Skip the images and copy each record exactly as written.

━━━━━ ENTRIES SHOWN ━━━━━

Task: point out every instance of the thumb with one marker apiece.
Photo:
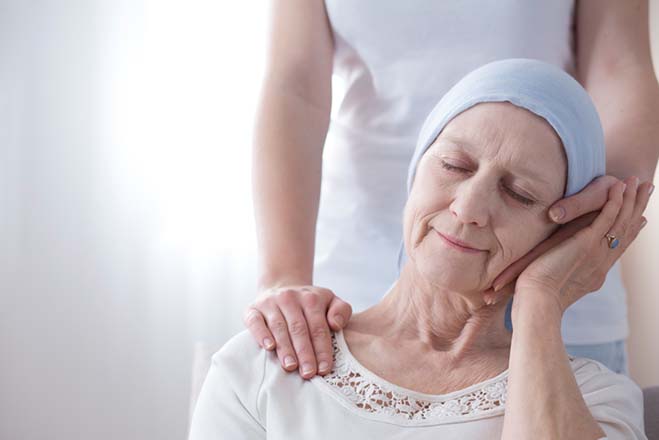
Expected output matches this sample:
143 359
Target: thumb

━━━━━

**OUTPUT FOR THIS TASK:**
Task: point out every instance of the thumb with one marker apiece.
Photo:
Expected output matches this sample:
143 359
Target: thumb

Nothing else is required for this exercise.